▸ RECORDS FOR THIS TASK:
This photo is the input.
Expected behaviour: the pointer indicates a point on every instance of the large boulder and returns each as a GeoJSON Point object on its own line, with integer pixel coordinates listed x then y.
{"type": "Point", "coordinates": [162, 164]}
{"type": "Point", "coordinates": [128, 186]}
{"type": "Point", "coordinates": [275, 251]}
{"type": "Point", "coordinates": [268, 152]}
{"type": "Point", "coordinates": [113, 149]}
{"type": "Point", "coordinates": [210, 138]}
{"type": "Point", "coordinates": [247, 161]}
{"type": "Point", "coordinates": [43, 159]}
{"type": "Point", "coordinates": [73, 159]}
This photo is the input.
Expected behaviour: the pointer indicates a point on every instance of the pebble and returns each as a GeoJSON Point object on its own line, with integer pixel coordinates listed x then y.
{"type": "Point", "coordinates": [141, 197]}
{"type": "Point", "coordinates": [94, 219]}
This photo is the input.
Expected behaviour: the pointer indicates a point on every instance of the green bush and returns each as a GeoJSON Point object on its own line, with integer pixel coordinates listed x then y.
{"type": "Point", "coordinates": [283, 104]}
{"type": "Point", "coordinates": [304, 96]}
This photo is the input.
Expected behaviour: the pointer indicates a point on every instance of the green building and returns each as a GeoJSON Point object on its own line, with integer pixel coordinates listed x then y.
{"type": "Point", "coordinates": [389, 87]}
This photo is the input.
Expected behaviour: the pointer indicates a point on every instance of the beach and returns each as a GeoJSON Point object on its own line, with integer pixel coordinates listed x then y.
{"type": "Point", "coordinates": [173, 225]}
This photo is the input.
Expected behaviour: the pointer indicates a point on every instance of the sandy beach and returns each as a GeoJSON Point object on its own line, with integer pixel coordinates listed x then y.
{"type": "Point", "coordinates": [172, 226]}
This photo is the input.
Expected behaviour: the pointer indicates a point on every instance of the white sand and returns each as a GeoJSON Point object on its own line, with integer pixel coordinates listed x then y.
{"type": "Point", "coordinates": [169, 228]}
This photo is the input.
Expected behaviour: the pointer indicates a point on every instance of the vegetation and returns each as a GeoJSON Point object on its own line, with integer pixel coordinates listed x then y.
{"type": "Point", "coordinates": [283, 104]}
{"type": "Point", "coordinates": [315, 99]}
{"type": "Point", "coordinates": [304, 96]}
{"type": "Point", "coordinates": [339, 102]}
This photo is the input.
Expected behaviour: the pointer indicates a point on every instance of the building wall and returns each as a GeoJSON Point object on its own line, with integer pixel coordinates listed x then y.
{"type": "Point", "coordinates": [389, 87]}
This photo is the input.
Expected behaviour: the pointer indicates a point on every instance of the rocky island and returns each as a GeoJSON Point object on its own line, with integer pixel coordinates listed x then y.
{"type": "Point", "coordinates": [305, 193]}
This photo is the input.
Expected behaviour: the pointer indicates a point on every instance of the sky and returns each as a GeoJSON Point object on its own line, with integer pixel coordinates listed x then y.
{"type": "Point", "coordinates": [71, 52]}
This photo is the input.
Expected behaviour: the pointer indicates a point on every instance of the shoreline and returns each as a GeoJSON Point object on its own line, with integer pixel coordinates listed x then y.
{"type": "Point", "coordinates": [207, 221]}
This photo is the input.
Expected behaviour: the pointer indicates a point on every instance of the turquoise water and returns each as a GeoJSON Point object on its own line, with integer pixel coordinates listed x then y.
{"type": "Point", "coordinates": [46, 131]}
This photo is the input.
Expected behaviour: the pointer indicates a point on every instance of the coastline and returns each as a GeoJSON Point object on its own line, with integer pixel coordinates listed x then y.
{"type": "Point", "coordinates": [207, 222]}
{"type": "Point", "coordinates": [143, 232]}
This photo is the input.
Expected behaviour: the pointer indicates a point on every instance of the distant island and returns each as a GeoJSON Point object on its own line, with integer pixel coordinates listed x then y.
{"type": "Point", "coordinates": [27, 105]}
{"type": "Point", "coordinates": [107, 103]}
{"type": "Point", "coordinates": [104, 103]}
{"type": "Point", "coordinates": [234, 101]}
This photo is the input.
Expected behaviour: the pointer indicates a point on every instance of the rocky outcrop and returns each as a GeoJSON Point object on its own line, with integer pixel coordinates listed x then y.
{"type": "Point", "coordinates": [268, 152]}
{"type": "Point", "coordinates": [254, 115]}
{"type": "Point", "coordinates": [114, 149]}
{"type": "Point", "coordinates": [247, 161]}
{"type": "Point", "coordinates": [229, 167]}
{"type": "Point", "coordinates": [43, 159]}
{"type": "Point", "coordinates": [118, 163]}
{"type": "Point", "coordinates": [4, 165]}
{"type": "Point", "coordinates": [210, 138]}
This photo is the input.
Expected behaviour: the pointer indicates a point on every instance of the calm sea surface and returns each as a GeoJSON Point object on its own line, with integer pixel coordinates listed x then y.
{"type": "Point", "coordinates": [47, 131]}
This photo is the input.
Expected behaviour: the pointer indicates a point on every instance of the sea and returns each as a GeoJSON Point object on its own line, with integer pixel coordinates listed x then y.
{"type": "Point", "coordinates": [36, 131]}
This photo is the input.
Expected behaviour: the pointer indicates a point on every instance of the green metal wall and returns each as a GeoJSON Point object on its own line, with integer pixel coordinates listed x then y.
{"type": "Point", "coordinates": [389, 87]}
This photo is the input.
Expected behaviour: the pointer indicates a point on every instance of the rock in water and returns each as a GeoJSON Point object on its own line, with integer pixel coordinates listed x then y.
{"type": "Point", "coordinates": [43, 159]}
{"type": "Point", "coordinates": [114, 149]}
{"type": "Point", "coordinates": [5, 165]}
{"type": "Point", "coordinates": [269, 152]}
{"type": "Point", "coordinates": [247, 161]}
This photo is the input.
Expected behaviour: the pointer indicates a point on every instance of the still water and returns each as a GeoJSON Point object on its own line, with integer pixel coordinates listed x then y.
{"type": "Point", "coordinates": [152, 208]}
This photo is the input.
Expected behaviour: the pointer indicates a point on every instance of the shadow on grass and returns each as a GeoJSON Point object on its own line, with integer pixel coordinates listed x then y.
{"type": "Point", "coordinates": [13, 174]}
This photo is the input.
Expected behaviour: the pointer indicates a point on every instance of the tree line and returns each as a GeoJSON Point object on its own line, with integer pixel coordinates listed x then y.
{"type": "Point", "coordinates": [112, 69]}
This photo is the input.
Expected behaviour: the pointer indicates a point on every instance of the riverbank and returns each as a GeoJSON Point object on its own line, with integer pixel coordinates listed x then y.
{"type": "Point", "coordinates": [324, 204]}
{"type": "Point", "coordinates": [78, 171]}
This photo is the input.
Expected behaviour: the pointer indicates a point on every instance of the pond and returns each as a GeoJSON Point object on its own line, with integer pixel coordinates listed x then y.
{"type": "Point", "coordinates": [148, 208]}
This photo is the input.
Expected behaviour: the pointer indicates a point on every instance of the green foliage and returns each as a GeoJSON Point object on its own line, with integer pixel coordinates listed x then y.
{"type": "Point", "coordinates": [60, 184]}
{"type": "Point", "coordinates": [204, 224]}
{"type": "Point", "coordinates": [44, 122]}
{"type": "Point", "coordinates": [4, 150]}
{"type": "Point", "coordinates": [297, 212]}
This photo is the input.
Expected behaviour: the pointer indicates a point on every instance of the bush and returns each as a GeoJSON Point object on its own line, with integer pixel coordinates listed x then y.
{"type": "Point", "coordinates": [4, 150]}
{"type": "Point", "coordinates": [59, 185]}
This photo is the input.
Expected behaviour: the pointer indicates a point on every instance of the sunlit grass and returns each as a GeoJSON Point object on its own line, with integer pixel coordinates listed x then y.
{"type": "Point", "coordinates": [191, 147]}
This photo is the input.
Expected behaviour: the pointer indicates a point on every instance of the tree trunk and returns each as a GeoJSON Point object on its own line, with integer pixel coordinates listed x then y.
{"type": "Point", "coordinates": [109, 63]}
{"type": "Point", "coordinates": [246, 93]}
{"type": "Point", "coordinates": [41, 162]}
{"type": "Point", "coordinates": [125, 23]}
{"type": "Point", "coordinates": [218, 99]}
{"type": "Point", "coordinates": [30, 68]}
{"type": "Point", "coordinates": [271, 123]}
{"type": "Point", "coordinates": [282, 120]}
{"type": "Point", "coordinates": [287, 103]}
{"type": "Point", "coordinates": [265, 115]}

▸ SHORT EXERCISE:
Count the lines in the listing above that contain the word "wall", treating uppercase and lowercase as different, and give only that number.

▸ ANSWER FOR THIS EXERCISE:
2